> **Data items**:
==========

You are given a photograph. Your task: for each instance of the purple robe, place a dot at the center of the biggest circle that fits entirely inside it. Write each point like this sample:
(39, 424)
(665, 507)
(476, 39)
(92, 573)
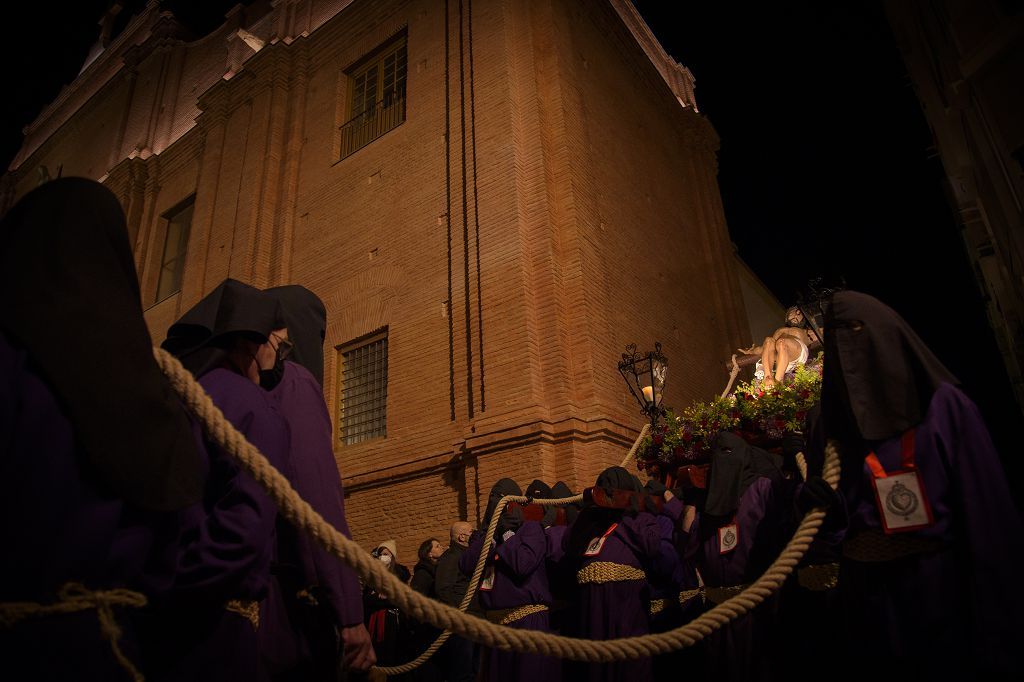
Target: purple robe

==========

> **TASK**: Please recast every line of the listing above as a JSON list of strings, one string per line, skipping blank lines and leaving out the pictures.

> **TASK OUTPUT**:
[
  "You are given a photograph. Your task: for each instance of the purple robe, place a dot at the center of the biggest circle that fits entirely inside it. Write each point like this sample:",
  "(39, 424)",
  "(665, 507)",
  "(476, 39)",
  "(92, 573)",
  "Target: purple robe"
]